Rows from a dataset:
########

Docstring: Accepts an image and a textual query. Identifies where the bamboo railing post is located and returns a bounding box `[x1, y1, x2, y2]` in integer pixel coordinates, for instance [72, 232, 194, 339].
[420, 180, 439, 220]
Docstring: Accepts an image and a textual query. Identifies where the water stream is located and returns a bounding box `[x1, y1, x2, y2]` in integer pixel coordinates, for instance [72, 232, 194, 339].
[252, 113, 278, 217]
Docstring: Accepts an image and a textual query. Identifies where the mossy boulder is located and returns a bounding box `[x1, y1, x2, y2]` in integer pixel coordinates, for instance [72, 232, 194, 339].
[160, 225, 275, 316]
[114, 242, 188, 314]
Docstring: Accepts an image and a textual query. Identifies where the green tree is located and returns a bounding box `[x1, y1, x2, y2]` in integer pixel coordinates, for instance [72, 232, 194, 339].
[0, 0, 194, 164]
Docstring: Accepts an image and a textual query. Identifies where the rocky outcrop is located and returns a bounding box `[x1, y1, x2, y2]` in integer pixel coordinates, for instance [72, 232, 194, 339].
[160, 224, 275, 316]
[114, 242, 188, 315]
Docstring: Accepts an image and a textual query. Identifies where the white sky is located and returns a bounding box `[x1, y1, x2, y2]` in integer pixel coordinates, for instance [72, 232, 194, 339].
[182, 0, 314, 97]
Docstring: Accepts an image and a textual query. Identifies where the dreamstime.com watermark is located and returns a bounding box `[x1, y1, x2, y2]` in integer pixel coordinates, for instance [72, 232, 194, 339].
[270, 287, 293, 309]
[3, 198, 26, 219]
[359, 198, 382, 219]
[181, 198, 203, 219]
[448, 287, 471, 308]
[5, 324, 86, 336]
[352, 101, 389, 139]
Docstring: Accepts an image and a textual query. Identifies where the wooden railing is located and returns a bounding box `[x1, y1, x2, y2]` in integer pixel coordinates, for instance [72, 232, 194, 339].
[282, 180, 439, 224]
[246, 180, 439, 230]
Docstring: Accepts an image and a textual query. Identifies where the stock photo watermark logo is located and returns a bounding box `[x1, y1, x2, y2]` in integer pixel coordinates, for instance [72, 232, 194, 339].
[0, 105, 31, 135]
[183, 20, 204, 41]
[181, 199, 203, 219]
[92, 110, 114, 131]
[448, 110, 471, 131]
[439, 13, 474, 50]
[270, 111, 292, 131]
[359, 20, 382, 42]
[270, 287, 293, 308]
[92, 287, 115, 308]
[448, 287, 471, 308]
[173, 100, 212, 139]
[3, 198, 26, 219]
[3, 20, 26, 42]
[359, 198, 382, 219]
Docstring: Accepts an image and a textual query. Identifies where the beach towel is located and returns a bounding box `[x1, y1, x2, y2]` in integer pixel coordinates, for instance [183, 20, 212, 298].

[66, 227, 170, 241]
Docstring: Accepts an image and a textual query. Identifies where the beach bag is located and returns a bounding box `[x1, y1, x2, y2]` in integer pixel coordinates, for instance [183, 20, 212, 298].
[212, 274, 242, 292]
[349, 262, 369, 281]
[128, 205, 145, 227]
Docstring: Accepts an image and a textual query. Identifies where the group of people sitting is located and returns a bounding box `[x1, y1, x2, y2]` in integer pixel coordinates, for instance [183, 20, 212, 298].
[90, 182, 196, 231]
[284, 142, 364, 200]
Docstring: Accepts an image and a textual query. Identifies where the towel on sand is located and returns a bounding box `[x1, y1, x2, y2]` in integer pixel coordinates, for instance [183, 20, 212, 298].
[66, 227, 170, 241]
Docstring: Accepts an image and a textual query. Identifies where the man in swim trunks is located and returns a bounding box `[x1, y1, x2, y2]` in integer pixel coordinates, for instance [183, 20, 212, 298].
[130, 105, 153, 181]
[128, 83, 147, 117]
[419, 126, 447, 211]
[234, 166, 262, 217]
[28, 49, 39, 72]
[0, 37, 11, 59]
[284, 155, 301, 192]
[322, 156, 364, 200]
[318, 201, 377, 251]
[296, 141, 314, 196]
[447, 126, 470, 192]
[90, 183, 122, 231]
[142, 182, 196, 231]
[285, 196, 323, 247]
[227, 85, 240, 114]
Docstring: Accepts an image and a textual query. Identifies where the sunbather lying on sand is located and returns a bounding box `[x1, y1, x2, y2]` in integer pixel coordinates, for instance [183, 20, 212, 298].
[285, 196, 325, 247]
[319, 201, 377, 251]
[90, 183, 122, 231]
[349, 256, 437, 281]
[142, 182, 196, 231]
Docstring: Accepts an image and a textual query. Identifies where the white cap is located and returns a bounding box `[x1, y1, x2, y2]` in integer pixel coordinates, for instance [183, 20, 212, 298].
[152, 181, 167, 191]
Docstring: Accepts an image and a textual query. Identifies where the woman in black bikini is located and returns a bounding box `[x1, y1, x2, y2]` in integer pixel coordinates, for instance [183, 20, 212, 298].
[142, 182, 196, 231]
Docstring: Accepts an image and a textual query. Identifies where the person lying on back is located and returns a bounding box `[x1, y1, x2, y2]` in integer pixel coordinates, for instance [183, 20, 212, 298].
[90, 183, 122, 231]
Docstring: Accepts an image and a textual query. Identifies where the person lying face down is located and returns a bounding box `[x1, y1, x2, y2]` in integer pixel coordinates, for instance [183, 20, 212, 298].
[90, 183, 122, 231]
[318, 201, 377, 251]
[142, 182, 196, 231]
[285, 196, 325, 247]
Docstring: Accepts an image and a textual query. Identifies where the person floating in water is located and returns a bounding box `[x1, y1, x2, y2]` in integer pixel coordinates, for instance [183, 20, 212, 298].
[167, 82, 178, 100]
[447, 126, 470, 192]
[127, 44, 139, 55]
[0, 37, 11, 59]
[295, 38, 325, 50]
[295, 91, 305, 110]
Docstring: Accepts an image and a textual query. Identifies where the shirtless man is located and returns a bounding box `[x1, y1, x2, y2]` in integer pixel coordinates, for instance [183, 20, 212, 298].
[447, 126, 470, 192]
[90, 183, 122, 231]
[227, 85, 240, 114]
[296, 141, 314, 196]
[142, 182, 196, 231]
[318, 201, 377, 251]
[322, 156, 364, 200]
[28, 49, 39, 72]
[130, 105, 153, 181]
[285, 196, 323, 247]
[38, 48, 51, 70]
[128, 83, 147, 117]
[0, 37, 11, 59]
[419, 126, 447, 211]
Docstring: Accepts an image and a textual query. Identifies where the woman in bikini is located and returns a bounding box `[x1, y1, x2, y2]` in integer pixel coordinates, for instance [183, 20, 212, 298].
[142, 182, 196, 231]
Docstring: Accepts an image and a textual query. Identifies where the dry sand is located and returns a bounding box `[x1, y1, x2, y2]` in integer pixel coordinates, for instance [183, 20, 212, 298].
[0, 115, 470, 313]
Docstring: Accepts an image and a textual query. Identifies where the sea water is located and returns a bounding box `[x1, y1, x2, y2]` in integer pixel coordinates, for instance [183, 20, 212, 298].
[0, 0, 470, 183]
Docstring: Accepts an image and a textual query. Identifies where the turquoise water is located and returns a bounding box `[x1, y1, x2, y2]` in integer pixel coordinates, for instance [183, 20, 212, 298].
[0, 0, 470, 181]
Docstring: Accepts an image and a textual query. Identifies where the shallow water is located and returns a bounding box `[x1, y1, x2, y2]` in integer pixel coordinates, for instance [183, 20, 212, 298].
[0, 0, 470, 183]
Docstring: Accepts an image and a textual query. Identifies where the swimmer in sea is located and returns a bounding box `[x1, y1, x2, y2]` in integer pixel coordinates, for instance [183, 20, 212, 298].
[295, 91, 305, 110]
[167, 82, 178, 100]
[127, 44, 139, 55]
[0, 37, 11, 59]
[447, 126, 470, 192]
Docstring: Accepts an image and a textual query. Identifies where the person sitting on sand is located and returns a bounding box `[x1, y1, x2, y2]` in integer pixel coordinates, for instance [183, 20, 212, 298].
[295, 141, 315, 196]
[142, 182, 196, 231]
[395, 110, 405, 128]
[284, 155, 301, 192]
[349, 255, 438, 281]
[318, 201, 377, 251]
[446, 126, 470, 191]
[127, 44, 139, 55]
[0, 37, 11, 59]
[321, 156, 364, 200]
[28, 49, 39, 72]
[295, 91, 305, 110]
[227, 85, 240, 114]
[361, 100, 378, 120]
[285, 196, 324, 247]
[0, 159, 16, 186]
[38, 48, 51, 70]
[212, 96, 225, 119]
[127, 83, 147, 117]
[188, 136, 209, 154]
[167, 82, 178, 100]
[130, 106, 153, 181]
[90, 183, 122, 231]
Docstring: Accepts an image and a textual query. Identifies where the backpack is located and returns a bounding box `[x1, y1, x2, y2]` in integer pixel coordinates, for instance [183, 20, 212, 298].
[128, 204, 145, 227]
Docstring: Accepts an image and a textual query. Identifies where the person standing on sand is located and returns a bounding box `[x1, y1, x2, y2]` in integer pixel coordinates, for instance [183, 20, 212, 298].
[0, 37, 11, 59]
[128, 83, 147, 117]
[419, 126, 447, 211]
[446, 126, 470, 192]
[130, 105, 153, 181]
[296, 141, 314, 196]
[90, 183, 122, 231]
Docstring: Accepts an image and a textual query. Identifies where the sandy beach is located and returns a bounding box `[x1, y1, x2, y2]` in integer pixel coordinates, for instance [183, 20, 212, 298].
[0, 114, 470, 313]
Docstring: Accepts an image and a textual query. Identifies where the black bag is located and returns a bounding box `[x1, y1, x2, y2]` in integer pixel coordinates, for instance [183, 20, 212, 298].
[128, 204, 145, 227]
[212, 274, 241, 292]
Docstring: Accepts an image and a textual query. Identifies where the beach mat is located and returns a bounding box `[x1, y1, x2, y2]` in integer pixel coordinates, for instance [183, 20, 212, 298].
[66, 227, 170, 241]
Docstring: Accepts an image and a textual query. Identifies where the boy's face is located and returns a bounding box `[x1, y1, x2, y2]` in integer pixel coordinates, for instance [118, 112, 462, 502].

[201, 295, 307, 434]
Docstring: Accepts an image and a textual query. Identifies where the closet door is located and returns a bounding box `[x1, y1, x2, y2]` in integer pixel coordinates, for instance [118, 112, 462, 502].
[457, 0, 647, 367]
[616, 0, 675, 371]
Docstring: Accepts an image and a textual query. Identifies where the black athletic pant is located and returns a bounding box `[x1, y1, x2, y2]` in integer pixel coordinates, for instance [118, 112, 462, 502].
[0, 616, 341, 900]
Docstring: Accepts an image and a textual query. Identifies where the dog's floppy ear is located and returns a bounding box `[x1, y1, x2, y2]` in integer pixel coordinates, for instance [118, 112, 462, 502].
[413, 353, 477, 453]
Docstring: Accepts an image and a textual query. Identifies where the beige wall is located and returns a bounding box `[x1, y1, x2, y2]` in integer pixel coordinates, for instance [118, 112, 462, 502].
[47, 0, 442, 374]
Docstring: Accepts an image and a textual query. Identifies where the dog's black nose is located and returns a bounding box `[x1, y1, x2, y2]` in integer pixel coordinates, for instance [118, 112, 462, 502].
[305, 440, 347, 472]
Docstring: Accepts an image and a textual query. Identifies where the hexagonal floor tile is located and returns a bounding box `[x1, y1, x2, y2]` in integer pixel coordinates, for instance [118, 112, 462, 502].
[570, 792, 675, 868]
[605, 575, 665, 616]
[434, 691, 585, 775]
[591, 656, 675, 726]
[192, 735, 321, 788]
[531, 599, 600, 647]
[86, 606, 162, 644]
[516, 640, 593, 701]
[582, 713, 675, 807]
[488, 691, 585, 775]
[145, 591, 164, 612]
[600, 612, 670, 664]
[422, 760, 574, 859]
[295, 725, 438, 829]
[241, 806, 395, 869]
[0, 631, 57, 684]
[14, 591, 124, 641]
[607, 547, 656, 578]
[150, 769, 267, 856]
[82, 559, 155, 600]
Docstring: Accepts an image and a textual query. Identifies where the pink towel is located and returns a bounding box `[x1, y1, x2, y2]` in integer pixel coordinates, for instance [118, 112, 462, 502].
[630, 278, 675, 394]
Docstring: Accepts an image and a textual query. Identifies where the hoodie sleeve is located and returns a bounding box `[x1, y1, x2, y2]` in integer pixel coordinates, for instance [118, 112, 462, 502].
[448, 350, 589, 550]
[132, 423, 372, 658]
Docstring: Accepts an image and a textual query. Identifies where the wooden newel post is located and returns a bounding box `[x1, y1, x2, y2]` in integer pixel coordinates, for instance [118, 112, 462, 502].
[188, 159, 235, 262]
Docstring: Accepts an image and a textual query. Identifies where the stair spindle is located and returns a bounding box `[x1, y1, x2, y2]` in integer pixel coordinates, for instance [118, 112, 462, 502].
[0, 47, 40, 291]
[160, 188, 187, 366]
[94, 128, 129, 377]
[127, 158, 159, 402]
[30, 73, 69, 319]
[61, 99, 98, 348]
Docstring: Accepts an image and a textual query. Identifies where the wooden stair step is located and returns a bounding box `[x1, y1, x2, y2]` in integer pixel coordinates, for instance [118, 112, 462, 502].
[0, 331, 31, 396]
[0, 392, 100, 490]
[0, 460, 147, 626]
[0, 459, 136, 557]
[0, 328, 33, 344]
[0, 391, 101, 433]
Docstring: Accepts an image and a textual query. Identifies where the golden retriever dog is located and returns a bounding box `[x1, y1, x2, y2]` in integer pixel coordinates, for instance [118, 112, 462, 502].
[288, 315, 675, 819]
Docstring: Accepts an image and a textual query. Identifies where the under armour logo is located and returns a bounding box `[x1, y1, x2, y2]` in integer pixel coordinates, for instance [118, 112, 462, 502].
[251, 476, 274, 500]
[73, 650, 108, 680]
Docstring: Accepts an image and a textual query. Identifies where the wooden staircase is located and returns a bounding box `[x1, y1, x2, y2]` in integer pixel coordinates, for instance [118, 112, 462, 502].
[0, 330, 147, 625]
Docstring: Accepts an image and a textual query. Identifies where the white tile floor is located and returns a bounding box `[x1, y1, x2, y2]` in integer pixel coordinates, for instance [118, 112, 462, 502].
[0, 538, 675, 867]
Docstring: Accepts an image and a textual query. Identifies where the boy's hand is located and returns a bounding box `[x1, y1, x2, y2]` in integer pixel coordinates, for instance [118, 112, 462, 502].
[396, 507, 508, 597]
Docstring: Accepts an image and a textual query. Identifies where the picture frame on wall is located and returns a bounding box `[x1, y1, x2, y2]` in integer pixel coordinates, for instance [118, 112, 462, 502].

########

▶ **Task objective**:
Please rewrite everything from the first row down to the line containing "[352, 101, 389, 139]", both ends included, as a JSON list of strings with one string per line, leaving out blank lines.

▶ **Final result**:
[
  "Docstring: Accepts an image and a textual query. Identifies where the bamboo railing post is located and returns a bounding box `[x1, y1, x2, y2]` in integer pixel coordinates, for instance [72, 232, 194, 339].",
  "[420, 180, 439, 220]",
  "Docstring: Accepts an image and a textual query. Identifies where the water stream is located and returns a bounding box `[x1, y1, x2, y2]` in integer pixel coordinates, for instance [72, 232, 194, 339].",
  "[252, 113, 278, 217]",
  "Docstring: Accepts an image and a textual query. Identifies where the mossy boulder is located and returns a bounding box `[x1, y1, x2, y2]` in integer pixel coordinates, for instance [72, 232, 194, 339].",
  "[160, 225, 275, 316]",
  "[114, 242, 188, 314]",
  "Docstring: Accepts an image and a textual query. Identifies where the green tree is located and returns a bounding box `[x1, y1, x2, y2]` in integer pixel coordinates, for instance [72, 232, 194, 339].",
  "[0, 0, 194, 164]",
  "Docstring: Accepts an image and a textual query. Identifies where the rocky outcrop is located and returns a bounding box `[x1, y1, x2, y2]` in integer pixel coordinates, for instance [72, 232, 194, 339].",
  "[160, 224, 275, 316]",
  "[114, 242, 188, 315]",
  "Docstring: Accepts an image and a textual query. Identifies where the white sky is located and returns a bounding box `[x1, y1, x2, y2]` in integer pixel coordinates, for instance [72, 232, 194, 339].",
  "[182, 0, 314, 97]",
  "Docstring: Accepts an image and a textual query. Identifies where the dreamstime.com watermark is located and returns a bounding box `[x1, y1, x2, y2]` in integer pixel coordinates, for instance [72, 232, 194, 339].",
  "[270, 287, 293, 309]",
  "[3, 198, 26, 219]",
  "[359, 198, 382, 219]",
  "[181, 198, 203, 219]",
  "[448, 287, 471, 308]",
  "[5, 324, 86, 336]",
  "[352, 101, 389, 139]"
]